Point annotation dataset records
- - -
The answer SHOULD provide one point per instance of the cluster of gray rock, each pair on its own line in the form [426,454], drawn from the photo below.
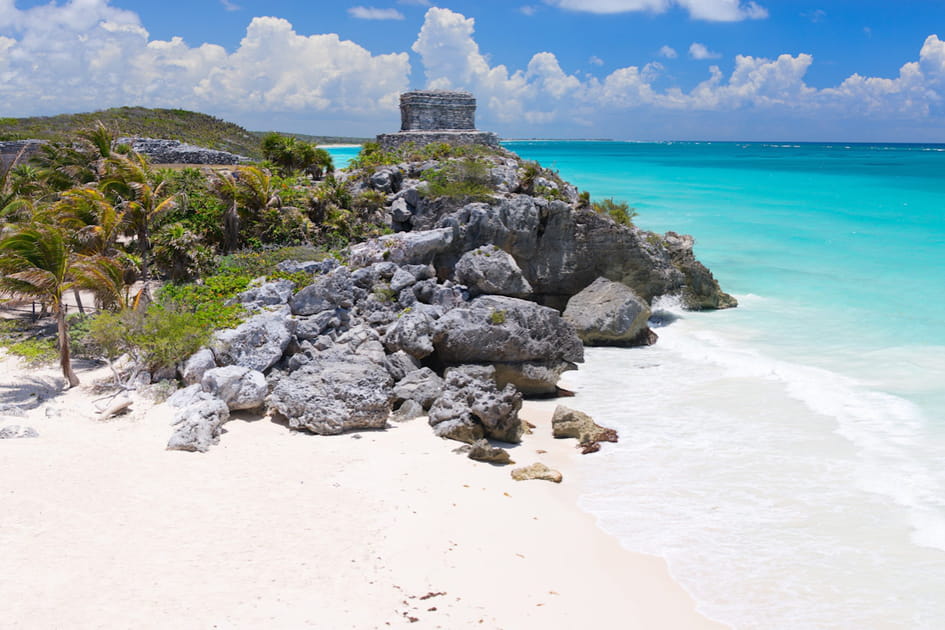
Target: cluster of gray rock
[455,316]
[176,152]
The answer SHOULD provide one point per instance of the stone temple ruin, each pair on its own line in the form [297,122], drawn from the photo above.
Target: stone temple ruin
[437,116]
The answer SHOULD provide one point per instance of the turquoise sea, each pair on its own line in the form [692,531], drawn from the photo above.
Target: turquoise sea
[786,457]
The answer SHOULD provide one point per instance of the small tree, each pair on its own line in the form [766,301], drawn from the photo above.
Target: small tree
[292,155]
[35,263]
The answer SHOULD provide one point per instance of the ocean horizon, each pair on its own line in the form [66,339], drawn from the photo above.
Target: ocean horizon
[786,457]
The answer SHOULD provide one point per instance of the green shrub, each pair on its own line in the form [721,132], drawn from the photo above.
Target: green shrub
[620,212]
[372,156]
[80,342]
[36,351]
[301,278]
[465,178]
[156,338]
[206,301]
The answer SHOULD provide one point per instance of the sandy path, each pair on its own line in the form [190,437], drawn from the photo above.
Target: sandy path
[100,527]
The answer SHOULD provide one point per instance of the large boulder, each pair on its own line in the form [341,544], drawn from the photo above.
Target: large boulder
[561,250]
[571,423]
[472,407]
[412,332]
[337,391]
[258,343]
[198,423]
[196,366]
[15,431]
[422,386]
[238,387]
[537,471]
[492,271]
[608,313]
[402,248]
[529,345]
[483,451]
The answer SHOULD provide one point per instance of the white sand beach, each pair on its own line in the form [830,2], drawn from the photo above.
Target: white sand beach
[104,528]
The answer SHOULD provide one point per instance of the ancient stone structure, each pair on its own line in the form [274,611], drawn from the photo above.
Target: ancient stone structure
[433,110]
[437,116]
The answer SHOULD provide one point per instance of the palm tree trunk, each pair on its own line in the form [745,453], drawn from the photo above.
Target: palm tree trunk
[65,359]
[78,299]
[231,229]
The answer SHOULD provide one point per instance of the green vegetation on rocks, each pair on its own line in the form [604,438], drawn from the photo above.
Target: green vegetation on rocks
[171,124]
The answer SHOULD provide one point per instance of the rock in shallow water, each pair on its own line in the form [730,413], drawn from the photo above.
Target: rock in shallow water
[537,471]
[529,345]
[570,423]
[15,431]
[609,313]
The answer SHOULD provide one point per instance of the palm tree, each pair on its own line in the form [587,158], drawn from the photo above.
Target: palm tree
[251,190]
[226,187]
[131,183]
[35,262]
[95,225]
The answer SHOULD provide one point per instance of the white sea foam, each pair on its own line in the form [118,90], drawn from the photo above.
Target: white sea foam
[782,495]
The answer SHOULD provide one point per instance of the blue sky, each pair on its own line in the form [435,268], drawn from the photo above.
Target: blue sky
[863,70]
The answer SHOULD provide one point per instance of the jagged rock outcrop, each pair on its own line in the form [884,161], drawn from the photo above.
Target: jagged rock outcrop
[491,271]
[337,391]
[176,152]
[571,423]
[472,407]
[609,313]
[561,250]
[198,421]
[483,451]
[422,386]
[258,343]
[536,471]
[331,291]
[264,294]
[412,332]
[238,387]
[15,431]
[529,345]
[197,365]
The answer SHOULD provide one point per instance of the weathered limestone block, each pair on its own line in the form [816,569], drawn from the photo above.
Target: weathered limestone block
[537,471]
[609,313]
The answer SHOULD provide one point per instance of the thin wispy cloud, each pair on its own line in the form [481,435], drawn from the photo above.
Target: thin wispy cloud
[668,52]
[708,10]
[700,51]
[373,13]
[815,16]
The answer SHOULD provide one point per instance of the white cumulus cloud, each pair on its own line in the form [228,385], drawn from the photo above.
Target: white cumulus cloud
[86,54]
[700,51]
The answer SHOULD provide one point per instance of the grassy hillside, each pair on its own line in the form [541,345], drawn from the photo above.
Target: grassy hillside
[318,139]
[171,124]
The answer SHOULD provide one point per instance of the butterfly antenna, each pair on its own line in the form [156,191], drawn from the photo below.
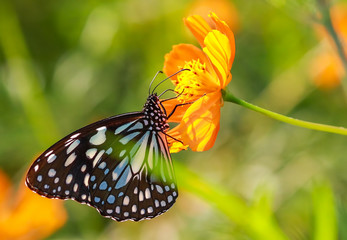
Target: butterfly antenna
[184,69]
[167,90]
[150,85]
[164,100]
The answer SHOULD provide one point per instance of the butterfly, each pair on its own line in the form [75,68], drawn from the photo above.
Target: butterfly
[119,165]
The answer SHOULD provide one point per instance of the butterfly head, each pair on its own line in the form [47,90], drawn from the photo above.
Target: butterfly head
[155,114]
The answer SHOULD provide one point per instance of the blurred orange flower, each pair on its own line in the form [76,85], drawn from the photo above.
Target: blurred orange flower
[327,69]
[26,215]
[224,9]
[209,74]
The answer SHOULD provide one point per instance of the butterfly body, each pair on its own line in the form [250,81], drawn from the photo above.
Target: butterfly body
[120,165]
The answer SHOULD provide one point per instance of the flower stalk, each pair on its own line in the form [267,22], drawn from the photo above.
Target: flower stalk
[228,97]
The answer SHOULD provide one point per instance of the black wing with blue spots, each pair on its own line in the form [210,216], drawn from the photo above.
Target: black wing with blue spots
[120,165]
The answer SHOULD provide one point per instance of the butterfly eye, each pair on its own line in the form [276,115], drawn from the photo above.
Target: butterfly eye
[120,165]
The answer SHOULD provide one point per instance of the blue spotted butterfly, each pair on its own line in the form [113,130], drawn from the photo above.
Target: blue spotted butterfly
[120,165]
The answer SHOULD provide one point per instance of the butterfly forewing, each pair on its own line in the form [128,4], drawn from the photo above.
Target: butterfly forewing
[120,165]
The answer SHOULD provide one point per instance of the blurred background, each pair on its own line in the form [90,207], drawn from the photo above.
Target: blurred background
[65,64]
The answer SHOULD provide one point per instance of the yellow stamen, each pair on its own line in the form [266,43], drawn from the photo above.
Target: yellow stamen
[194,83]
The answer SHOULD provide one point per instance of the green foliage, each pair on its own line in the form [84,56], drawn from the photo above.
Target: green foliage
[64,64]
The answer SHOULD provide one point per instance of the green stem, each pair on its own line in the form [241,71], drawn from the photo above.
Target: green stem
[300,123]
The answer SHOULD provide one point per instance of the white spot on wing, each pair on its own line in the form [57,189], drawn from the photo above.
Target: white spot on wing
[72,146]
[129,137]
[100,137]
[48,153]
[70,159]
[86,180]
[75,135]
[51,172]
[122,127]
[147,193]
[126,201]
[51,158]
[98,157]
[68,179]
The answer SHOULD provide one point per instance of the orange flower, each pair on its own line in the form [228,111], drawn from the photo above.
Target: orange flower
[326,68]
[209,74]
[27,216]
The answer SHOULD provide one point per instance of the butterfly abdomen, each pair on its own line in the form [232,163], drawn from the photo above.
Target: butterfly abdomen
[155,115]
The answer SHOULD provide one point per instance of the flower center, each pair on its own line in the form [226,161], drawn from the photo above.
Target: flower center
[194,83]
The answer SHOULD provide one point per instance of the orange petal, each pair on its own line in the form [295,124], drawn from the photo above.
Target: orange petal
[179,111]
[199,27]
[31,216]
[175,146]
[200,124]
[219,52]
[5,189]
[179,55]
[224,28]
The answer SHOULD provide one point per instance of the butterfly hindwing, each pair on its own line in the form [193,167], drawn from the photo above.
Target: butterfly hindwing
[120,165]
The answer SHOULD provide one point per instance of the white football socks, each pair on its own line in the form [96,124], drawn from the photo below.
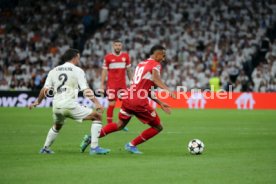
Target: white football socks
[95,133]
[52,135]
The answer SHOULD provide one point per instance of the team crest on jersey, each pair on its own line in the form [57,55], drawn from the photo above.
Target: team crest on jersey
[153,114]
- - -
WHAT IS NEEDED:
Reproduce the listing above exactly, excluding all pictures.

RESULT FOR THIS TASK:
The answer SHOULD provide one point per instance of the cluster of gray rock, each pair on its own line in the form [426,454], drawn from the photo below.
Target: cluster of gray rock
[455,316]
[176,152]
The answer SHOULD provide one point per instance of the stone temple ruin, each pair on its own line in the form [297,122], drawn from the photo above.
Target: stone temple ruin
[437,116]
The answer SHOULD provide one point per instance of the turquoise sea, each pair on its own line in the form [692,531], drawn from the photo above.
Target: turquoise sea
[786,457]
The answer SHOULD provide one point per instance of the small tree, each pair on its own line in the form [766,301], drawn from the photo above.
Target: small tree
[292,155]
[35,263]
The answer SHOULD provide one point per instance of the ocean horizon, each pair on its own line in the form [66,339], drawn from the photo above.
Target: ocean horizon
[786,457]
The answer SHOULD provide one point per instance of the green shrub, each pair on its own line in the form [721,132], drawn from the photo above.
Target: green shrub
[620,212]
[372,156]
[80,342]
[36,351]
[301,278]
[465,178]
[156,338]
[206,301]
The answer SHOULD provide one point per instance of the sandy path, each pair on its own line in the form [190,437], drawn from the photo above.
Target: sandy path
[100,527]
The answer SHOULD provide one point per instance of the large boulder, each pair on its own line in the form [341,544], drawn from the photo above.
Target: large boulder
[561,250]
[571,423]
[472,407]
[412,332]
[337,391]
[258,343]
[198,423]
[196,366]
[15,431]
[422,386]
[238,387]
[537,471]
[492,271]
[608,313]
[402,248]
[529,345]
[483,451]
The answer SHOULD provide one point per instance of the white sand beach, each pair on its own line in the form [830,2], drawn from the photo above.
Target: white sand beach
[104,528]
The answer SHOULD provide one point per instance of the ancient stone structure, each pair on its own line in the form [274,611], drawn from the photo above.
Target: ancient stone structure
[433,110]
[437,116]
The answer SHOULD provide one point per instance of the palm tree trunk, each pair on its own line in the form [745,453], drawn from the photo above.
Target: palm tree trunk
[65,359]
[78,299]
[231,229]
The answer SHOULD provide one point per instance of the green vegetation on rocks, each pair on its own line in the form [604,438], drawn from the photo above.
Target: green vegetation on rocks
[171,124]
The answer SHOULD provide one point per instance of the rock in shallow water, each pair on its own line in the form [730,413], drawn from the photo above.
Target: rock in shallow water
[537,471]
[529,345]
[570,423]
[15,431]
[609,313]
The answer SHOULD provide one point per instance of the palm tree, each pair on its own line in the form [587,158], drawn from the photo above.
Target: palm tree
[251,190]
[226,187]
[131,183]
[35,262]
[95,225]
The answer SHOULD provide one point per instance of the white sea foam, each pair on its own line in the form [118,90], drawn from the photo above.
Target: white sea foam
[782,495]
The answer SHOULD provide one point per instance of the blue sky, each pair on its own line in the form [435,268], drawn from the photo above.
Target: blue sky
[863,70]
The answer SHOULD provide one point per instance of the jagged rock outcrop, each pair on its own line in the form [884,161], drawn from the photo above.
Target: jagged rock outcrop
[491,271]
[337,391]
[176,152]
[571,423]
[472,407]
[609,313]
[561,250]
[198,421]
[483,451]
[422,386]
[258,343]
[536,471]
[331,291]
[264,294]
[412,332]
[238,387]
[15,431]
[529,345]
[197,365]
The answer SHOULD provide one point per instance of the weathered limestone block, each pair on its own line in the form [816,569], drawn from the photo above.
Target: weathered limestone block
[537,471]
[609,313]
The answer SHOULD provide one point per instance of the thin wispy cloud, each pair on its own line in the form [481,435], drawn from the photo above.
Target: thin wispy cloud
[668,52]
[708,10]
[700,51]
[373,13]
[815,16]
The answer SHOULD provide one point per instance of the white cumulus cloud, each pair on its own line in the form [228,385], drawn from the photo above.
Target: white cumulus cloud
[86,54]
[700,51]
The answer SHOULD provide one point per instance of the grassy hillside, each pair on its own line in the form [541,345], drawn from the photo above.
Target: grassy hillside
[318,139]
[171,124]
The answer SHOULD provide one point per instance of the butterfly antenna, each pair on its own line in the form [156,191], drawn from the photo below.
Target: butterfly antenna
[184,69]
[167,90]
[150,85]
[164,100]
The answer SHOULD provide one point per instance of the butterfly, each pair on its own line in the form [75,68], drawn from the photo above.
Target: butterfly
[119,165]
The answer SHOULD provide one point per instance of the butterfly head, each pair on its own line in the form [47,90], drawn from the photo above.
Target: butterfly head
[155,114]
The answer SHOULD provide one point per instance of the blurred orange flower, each pair on its own line in the form [76,85], drawn from the photo above.
Target: blurred orange flower
[327,69]
[26,215]
[224,9]
[209,74]
The answer SHOULD provide one point per instance of the butterfly body, each pair on its own line in the form [250,81], drawn from the photo above.
Target: butterfly body
[120,165]
The answer SHOULD provide one point per instance of the flower stalk, each pair on its own line in the form [267,22], drawn from the photo above.
Target: flower stalk
[228,97]
The answer SHOULD provide one point per instance of the black wing with blue spots, each pair on its own line in the form [210,216], drawn from the photo above.
Target: black wing with blue spots
[120,165]
The answer SHOULD provide one point per instance of the butterfly eye, each pair on its own line in the form [276,115], drawn from the photo above.
Target: butterfly eye
[120,165]
The answer SHOULD provide one point per instance of the blue spotted butterfly, each pair on its own line in the form [113,130], drawn from the photo above.
Target: blue spotted butterfly
[120,165]
The answer SHOULD provide one point per instance of the butterfly forewing, each pair on its own line in the form [128,4], drawn from the photo above.
Target: butterfly forewing
[120,165]
The answer SHOULD provide one point per instance of the blurred background, each pair on its own line in the form [90,207], drawn from the photo above.
Target: blurred background
[65,64]
The answer SHOULD provide one point per instance of the yellow stamen, each pair on its own line in the form [266,43], drawn from the photo above.
Target: yellow stamen
[194,83]
The answer SHOULD provide one point per instance of the green foliage, each pair on its own line in the form [84,56], drawn from the photo above.
Target: green foliage
[64,64]
The answer SHOULD provide one point per instance of the green stem, each pair on its own line in the form [241,71], drawn from the photo above.
Target: green stem
[300,123]
The answer SHOULD provide one point per instance of the white spot on wing, each pair on its own line in the form [57,189], drawn from the photo above.
Target: white spot on wing
[72,146]
[129,137]
[100,137]
[48,153]
[70,159]
[86,180]
[75,135]
[51,172]
[122,127]
[147,193]
[126,201]
[51,158]
[98,157]
[68,179]
The answer SHOULD provide one point per instance of the orange flower, each pair on its own line in the form [228,111], drawn from the photo above.
Target: orange flower
[326,68]
[209,74]
[27,216]
The answer SHOULD provide one point per instance of the butterfly abdomen, each pair on its own line in the form [232,163], drawn from the photo above.
Target: butterfly abdomen
[155,115]
The answer SHOULD provide one point per instance of the flower center, each pair on its own line in the form [226,161], drawn from the photo above.
Target: flower center
[194,83]
The answer SHOULD provide one point per instance of the orange petal, each pair on its own line in the form [295,124], drawn from the photo above.
Target: orange petal
[179,111]
[199,27]
[31,216]
[175,146]
[200,124]
[219,52]
[5,189]
[179,55]
[224,28]
The answer SHOULD provide one point per instance of the butterfly hindwing, each pair on its own line in the form [193,167], drawn from the photo above.
Target: butterfly hindwing
[120,165]
The answer SHOULD provide one point per instance of the white football socks, each pair on its own line in the form [96,124], drawn from the photo below.
Target: white football socks
[95,133]
[52,135]
The answer SHOULD provide one point per instance of the team crest on jersey, each pair on its own line in the form [57,55], drawn from the photo above.
Target: team crest on jersey
[153,114]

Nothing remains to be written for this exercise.